§ YOUR TASKS:
a) Answer each question about the excerpt on the Cherokee biography project, one answer per line, marked like the questions.
(i) How many names were on the list Reed generated for her first two classes in fall 2014?
(ii) About how many words did Reed say each children's book would contain?
(iii) Which Cherokee leader, born in 1850, did Ottinger's work describe?
b) Write the next part of the excerpt about the Cherokee biography project, starting right after its final sentence.

Start of EXCERPT

That book was aimed at children like Reed's then-8-year-old daughter, she said.

"As I was fact-checking I saw the kind of language that was being used to talk about Cherokee people and to talk about Wilma Mankiller, and [saw] that it kind of sets, for the rest of children's lives, their thinking about the Native Americans," she said.

Looking at one of her own ongoing projects, she realized many characters in Cherokee history who weren't as politically important were missing from more scholarly works. Combining those concepts, Reed decided those stories should be told to the youngest audiences so they have the proper foundation to learn more.

In the initial two classes in the fall of 2014, Reed generated a list of 40 names and asked students to choose one to research. She thought the biographies could be collected and published for children, like the book on Mankiller.

Distilling the information into a children's book of only 500 or so words or so would force students to concentrate on the most important parts of the Cherokee subjects' lives, Reed said.

Students read other child-focused biographies to see how other writers told stories about historic figures and to apply what they learned to their own work.

Johnson and fellow students Jacob Ottinger and Katie Myers - three of the five students in fall 2015 classes - had that task.

Johnson said of Cobb: "I was able to explore her diaries, I was able to explore her medical notes and medical records. It was just really, really interesting stuff.

"I was lucky enough to get some old rolls from when she was at the Cherokee Female Seminary. I wanted to keep going and I wanted to find out about her family and their time near Red Clay," Johnson said.

Cobb's mother's family, the Blythes, lived near Red Clay, the Cherokee Council grounds, as did much of her father's family, Johnson said. But she decided to focus on Cobb's successful medical career as an inspirational story for children.

The three students are excited Reed is collecting work from them and the fall 2014 class for publication. Reed said she plans to partner with members of the Cherokee Nation to translate the biographies into the Cherokee language and will contact Cherokee artists about illustrating the books.

Ottinger, 21, of Kingsport, said he began to realize what he'd created when he saw the information compiled in a digital document system that described the life of Redbird Smith, a Cherokee leader in Oklahoma born in 1850.

The semester-long project seemed like a hodge-podge, but when it finally came together, "it felt really amazing to see these scraps of information that, held by themselves, don't make sense, but put together, tell a story that hasn't been told," Ottinger said.

End of EXCERPT
Start of RECORDS PROVIDED

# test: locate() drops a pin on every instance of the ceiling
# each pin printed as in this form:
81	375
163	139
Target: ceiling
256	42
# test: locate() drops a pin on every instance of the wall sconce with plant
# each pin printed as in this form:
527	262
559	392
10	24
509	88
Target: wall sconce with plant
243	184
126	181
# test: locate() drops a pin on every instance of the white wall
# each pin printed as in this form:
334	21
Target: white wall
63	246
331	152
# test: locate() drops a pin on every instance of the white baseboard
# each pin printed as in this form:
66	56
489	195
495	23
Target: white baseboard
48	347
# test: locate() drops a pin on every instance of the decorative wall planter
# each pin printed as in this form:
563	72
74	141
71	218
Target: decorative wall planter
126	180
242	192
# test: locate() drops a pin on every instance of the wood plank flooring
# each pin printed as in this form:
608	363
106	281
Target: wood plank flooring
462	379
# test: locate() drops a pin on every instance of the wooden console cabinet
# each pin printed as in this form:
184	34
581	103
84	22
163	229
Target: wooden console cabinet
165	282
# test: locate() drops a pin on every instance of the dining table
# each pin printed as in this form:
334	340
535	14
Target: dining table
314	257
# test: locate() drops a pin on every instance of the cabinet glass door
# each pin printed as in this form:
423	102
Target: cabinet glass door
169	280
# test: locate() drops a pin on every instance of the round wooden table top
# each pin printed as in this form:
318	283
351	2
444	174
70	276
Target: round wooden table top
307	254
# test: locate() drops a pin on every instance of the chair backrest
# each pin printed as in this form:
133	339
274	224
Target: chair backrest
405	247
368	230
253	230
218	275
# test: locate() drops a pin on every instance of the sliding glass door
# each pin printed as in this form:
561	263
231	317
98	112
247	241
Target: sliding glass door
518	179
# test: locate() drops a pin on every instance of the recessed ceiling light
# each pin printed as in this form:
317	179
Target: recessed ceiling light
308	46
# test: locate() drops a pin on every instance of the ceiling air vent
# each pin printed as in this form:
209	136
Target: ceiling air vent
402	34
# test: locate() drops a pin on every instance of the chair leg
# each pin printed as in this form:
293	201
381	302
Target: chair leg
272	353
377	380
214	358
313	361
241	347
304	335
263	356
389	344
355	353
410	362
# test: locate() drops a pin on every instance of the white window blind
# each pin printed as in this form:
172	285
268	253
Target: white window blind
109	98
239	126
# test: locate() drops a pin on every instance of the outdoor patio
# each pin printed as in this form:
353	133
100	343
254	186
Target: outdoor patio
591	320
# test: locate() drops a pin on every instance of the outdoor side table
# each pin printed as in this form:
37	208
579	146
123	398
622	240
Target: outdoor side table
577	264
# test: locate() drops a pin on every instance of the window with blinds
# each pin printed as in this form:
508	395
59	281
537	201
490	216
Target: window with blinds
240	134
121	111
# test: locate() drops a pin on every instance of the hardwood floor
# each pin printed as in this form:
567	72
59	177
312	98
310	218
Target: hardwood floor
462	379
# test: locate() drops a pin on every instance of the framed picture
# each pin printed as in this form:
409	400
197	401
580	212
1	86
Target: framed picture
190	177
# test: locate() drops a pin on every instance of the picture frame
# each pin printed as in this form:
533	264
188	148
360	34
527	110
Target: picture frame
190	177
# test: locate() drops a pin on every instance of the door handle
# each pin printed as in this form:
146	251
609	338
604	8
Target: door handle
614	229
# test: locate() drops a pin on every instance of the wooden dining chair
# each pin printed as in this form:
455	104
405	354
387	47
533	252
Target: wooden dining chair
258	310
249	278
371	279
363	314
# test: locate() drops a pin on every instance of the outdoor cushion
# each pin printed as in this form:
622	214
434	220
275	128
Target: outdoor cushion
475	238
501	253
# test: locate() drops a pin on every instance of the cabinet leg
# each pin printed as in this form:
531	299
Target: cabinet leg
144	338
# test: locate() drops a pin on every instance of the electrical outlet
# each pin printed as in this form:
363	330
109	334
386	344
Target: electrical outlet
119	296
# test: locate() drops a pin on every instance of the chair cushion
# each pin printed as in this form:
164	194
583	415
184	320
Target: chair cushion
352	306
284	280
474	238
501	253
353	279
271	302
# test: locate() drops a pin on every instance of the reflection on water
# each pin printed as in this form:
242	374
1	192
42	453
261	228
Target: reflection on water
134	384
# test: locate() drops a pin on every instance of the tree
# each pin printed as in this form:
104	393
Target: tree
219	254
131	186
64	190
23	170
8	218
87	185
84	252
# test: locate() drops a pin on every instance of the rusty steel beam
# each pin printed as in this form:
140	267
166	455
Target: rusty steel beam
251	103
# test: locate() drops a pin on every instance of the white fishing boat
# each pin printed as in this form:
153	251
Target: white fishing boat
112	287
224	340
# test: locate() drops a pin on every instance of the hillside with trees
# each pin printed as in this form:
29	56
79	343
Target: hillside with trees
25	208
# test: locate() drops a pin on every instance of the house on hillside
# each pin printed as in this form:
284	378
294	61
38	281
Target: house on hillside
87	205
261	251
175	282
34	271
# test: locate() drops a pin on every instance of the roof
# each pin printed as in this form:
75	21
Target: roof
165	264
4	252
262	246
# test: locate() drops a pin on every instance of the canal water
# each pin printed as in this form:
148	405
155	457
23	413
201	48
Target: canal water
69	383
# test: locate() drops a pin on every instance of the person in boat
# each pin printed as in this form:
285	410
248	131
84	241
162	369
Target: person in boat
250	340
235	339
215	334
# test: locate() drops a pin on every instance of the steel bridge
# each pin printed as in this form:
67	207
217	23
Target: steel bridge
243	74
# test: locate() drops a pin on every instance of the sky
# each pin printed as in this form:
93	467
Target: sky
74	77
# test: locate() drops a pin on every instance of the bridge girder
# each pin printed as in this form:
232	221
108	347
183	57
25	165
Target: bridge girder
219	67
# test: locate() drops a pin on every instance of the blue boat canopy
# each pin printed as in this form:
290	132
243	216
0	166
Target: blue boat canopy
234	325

End of RECORDS PROVIDED

§ TASK-BY-TASK RESULTS:
a)
(i) 40
(ii) About 500
(iii) Redbird Smith

b)
He was impressed by Smith, who died in 1918, because he focused on family and traditions, Ottinger said. Smith "was a community leader by a very young age. He was first a sheriff for the Cherokee Nation living in Oklahoma at the time, and then he became a council member for the Cherokee Nation."

Myers researched Polly Mocking Crow, a woman who lived in what is now Polk County, Tenn.

"For someone who grew up in the Internet age, finding things in books is embarrassingly difficult," Myers said. "I had to research her circumstances and area more than her name. I found that was a better way to tell her story, through all the things that existed around her."

Mocking Crow left Tennessee during the Cherokee Removal with the Hildebrand detachment, leaving behind a half-acre of vegetables growing on property she owned, Myers learned.

That was typical of Cherokee life for that period, since women were responsible for a lot of the agriculture. Mocking Crow would eventually ask for repayment for her featherbed and other goods, which was an indication she may have been a woman of means.

"This has been important to me, to research someone who was not a chief or any important person but a really normal person and a woman - a housewife with children," Myers said. "This story is so seldom told and I wanted to tell that story."

Reed said children remember stories.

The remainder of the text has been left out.